(Quoted passage)
Conversation with Scott Colley

By Published: October 5, 2003

A lot of the musicians I see out there are really open to allowing all these different ideas, different music from all over the world, music from different points in history, to make their way into the language that they?re using for improvisation.

Though he doesn't know it, I owe composer/bassist Scott Colley quite a bit. It was hearing Mr. Colley perform at the Jazz Bakery in Los Angeles several years ago that fully opened my ears to the expressive force of the bass. Certainly, I'd always possessed a certain predilection for the bass, but it wasn't until after watching Colley tear up the stage with band mates Ravi Coltrane, Adam Rodgers, and Bill Stewart that I found myself digging through old recordings, exploring instrument dictionaries, and re-reading history books in a focused attempt to absorb as much about the bass as possible.

Since then, this interest has only grown, leading me not only toward other great bassists of past and present, but opening up entire sub-genres of jazz as well. For example, I rediscovered the piano trio format'this time falling deeply in love with it'as I traced the various lineages of bass development from Blanton to Brown, Pettiford, Mitchell, and Carter, stumbling of course upon Scott LaFarro along the way and with him the Bill Evans trio.

I mention this purely personal reflection only to emphasize how infectious Colley's playing can be. His muscular bass lines don't simply drive the music they bore straight through your cranium, delve into your brain, and lodge deep in your bones. You won't find your body swaying to the grooves throughout just next day, but the next week. And if you're anything like me, you just might find yourself drawn through Colley's melodic and improvisational clarity toward a whole new way of perceiving the instrument.

(Source information)
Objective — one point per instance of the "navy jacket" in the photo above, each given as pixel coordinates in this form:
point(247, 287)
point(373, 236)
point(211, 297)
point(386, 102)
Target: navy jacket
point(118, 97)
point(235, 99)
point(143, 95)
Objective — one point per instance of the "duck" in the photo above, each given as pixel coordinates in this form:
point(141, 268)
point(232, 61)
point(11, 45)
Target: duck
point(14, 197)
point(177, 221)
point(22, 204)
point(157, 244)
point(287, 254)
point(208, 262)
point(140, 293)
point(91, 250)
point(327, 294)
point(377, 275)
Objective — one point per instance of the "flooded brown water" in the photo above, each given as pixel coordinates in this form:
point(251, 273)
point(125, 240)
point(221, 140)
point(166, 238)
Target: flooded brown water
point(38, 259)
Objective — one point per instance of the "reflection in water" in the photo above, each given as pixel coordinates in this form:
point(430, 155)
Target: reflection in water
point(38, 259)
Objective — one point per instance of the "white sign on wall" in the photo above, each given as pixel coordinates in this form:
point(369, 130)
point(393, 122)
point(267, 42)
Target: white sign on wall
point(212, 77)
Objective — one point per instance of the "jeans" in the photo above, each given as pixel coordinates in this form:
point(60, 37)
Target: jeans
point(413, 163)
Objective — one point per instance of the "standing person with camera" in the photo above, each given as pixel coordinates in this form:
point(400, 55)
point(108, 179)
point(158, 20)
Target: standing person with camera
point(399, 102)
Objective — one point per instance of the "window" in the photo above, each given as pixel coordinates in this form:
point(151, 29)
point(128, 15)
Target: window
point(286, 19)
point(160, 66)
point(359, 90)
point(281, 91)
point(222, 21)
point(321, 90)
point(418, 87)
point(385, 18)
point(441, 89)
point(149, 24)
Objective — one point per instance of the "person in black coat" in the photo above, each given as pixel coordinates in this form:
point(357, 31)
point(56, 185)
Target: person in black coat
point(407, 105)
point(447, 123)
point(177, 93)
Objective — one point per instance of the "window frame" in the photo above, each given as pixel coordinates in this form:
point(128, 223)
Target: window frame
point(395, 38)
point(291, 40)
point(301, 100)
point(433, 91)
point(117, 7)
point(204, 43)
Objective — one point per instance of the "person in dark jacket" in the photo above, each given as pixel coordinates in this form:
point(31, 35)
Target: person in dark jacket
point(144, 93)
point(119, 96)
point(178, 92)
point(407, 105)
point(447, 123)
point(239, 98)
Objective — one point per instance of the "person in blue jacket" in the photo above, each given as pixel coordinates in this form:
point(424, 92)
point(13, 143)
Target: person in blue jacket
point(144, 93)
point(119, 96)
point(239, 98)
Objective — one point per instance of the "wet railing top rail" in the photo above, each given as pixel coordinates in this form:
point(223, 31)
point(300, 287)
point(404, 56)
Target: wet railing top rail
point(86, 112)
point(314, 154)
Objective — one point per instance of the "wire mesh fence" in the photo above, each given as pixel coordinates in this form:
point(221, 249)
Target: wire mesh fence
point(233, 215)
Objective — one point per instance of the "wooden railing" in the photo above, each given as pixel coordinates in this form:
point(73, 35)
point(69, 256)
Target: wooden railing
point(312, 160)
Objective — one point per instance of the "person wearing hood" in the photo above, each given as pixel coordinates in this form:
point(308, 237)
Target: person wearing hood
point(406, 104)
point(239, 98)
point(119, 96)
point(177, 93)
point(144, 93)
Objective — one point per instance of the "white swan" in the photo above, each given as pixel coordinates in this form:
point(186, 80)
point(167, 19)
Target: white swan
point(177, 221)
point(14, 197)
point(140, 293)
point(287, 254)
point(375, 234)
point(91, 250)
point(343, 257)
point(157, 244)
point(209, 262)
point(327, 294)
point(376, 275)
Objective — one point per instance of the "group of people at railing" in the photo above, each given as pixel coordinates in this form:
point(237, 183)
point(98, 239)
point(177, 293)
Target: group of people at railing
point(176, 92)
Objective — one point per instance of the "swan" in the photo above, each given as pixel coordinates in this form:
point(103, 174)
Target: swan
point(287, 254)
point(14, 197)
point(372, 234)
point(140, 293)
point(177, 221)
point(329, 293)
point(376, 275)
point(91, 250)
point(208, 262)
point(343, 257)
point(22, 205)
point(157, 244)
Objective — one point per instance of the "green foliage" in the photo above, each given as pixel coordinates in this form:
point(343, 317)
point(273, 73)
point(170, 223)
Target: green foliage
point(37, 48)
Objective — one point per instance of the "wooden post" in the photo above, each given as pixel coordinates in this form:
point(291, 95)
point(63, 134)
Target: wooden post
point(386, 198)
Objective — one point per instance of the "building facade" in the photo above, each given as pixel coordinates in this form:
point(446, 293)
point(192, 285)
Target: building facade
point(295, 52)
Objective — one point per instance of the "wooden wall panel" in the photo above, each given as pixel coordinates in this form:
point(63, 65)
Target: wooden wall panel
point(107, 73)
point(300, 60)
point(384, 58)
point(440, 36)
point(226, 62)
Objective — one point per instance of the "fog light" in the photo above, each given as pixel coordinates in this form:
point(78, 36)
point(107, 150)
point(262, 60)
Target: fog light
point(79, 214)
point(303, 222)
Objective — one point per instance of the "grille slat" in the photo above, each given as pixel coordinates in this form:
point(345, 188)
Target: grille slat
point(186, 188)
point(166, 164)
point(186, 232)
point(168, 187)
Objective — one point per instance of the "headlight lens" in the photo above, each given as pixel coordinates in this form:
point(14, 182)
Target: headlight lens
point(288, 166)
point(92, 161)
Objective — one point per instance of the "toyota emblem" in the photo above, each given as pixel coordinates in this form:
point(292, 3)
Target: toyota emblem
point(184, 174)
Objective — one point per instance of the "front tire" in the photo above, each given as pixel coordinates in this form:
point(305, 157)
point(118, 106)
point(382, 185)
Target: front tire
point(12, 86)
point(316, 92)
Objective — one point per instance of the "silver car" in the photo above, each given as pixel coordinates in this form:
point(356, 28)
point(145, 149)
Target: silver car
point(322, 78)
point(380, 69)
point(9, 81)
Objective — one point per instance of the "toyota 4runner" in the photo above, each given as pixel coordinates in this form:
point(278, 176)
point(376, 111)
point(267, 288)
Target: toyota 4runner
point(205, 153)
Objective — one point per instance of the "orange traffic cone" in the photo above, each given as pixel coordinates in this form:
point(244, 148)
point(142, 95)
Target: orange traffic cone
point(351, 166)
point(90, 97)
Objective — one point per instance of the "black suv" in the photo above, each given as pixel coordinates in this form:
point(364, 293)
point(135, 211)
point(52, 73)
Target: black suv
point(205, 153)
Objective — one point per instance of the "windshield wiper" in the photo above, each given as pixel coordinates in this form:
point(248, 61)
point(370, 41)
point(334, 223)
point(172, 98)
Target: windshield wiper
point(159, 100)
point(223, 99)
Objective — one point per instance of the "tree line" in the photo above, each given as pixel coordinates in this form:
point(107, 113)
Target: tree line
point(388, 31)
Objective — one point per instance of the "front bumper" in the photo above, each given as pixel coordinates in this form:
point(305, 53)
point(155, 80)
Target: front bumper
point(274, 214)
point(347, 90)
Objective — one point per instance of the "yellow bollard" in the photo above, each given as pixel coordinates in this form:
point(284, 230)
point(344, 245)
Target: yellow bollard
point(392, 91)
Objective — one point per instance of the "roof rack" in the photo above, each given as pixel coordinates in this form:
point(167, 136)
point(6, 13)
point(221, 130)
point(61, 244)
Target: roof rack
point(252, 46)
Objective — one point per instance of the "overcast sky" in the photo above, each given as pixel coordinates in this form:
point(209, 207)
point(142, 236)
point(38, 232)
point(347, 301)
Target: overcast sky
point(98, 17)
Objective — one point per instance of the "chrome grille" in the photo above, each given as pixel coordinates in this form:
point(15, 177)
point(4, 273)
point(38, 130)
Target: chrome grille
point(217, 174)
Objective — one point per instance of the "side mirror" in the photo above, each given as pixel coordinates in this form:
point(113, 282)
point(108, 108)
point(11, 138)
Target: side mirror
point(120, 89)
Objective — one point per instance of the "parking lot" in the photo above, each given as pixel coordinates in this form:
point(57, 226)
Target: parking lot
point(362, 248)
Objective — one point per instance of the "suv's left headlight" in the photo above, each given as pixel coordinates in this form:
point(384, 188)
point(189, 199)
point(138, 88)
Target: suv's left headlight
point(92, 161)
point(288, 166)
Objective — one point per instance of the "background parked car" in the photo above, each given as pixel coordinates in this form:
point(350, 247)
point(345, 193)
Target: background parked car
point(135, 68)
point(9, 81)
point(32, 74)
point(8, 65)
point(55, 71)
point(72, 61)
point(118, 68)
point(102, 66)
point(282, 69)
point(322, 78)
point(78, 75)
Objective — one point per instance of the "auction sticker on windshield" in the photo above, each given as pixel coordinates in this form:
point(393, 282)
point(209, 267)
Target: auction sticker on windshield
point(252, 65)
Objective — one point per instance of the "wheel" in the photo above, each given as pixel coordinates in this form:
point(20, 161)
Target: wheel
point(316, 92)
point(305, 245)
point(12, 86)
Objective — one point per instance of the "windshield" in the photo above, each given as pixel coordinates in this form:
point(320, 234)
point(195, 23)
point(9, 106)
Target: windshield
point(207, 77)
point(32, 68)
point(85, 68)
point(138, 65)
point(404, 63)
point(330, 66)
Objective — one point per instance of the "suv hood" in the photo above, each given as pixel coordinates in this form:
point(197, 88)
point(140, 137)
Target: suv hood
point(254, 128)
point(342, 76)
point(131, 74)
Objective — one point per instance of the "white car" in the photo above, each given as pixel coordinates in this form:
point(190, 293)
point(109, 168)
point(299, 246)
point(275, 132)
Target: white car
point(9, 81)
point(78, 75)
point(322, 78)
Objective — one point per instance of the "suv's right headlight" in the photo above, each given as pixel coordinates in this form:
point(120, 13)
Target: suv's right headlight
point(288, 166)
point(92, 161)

--

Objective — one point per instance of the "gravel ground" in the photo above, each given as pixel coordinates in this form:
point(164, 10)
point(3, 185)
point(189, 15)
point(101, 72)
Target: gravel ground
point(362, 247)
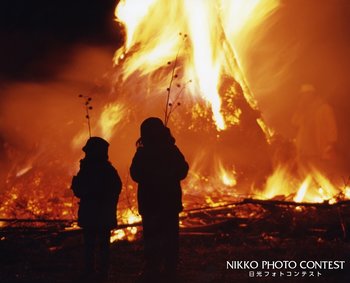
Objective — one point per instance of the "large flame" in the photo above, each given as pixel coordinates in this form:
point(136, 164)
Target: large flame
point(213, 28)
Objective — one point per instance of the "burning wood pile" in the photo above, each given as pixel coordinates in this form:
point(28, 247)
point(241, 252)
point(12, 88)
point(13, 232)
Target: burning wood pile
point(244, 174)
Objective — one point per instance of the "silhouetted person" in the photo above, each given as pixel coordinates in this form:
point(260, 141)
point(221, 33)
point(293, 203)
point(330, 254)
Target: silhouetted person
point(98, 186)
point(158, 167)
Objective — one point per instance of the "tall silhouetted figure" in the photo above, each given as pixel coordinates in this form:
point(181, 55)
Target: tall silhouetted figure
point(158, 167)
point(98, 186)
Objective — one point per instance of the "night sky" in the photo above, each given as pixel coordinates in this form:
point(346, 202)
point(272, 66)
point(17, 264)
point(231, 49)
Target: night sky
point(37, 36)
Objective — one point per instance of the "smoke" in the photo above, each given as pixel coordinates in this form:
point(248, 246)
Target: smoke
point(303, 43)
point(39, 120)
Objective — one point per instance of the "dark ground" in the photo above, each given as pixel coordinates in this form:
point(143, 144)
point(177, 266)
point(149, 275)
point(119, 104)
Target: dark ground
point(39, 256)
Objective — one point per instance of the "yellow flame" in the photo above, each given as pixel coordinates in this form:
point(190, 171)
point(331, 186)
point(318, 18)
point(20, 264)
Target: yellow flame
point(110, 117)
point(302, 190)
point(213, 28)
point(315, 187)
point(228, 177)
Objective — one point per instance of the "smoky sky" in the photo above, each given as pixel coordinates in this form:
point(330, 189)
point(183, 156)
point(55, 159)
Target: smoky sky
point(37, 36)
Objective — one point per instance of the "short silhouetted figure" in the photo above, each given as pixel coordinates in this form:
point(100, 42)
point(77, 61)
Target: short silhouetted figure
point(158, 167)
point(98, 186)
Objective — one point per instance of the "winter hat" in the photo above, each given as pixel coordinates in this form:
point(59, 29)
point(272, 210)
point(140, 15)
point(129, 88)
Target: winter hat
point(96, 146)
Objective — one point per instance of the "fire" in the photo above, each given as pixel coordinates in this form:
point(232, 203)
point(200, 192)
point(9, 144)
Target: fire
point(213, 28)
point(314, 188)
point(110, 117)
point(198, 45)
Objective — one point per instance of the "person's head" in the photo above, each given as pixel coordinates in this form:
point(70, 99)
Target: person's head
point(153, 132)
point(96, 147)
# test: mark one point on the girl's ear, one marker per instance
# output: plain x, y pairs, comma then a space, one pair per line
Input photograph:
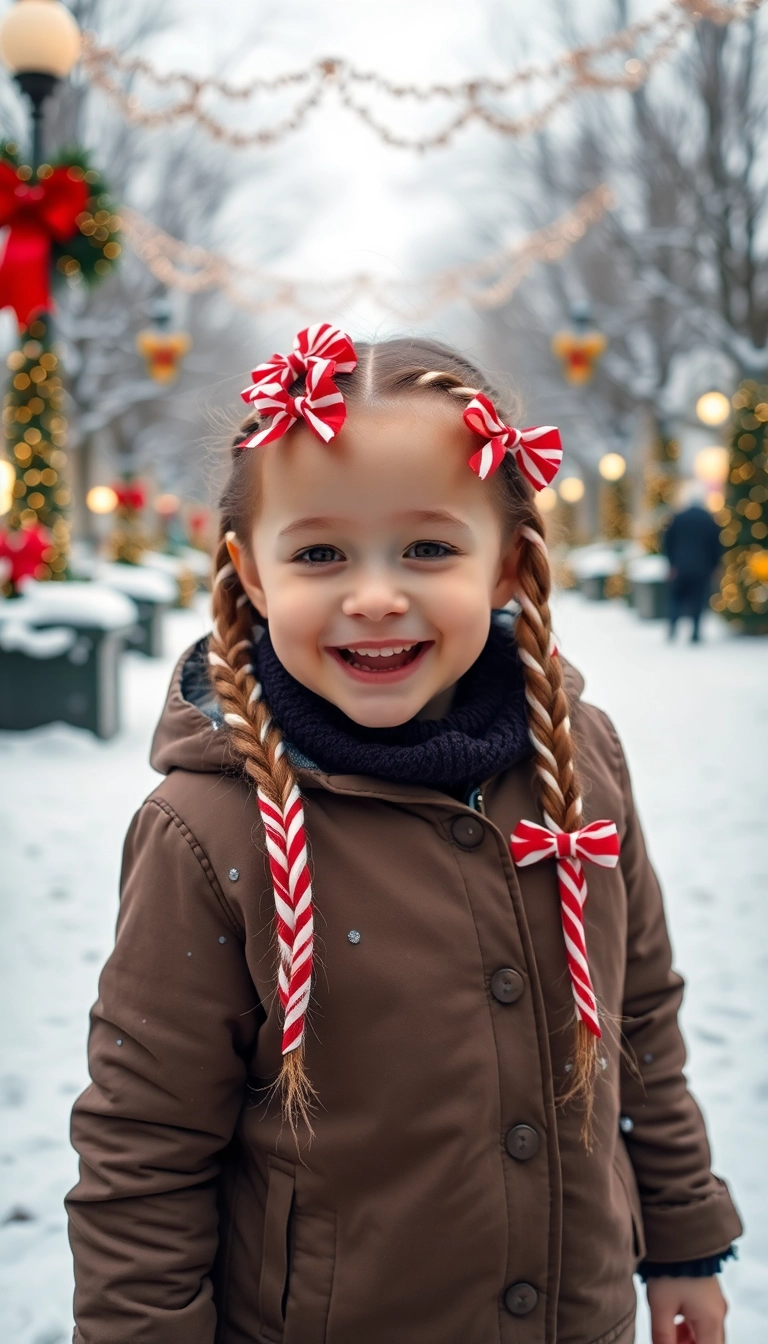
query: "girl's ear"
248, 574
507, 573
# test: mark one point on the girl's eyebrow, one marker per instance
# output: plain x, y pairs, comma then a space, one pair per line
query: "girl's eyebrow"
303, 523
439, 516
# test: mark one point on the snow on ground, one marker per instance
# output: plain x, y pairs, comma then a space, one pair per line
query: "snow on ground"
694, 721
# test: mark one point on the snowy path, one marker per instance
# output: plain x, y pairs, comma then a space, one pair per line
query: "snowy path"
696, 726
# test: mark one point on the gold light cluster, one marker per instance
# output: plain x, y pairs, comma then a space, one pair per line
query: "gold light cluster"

(Instructions to follow)
In the conversation with Scott Colley, at which venue did the writer hear Colley perform several years ago?

(Solution for this task)
At the Jazz Bakery in Los Angeles.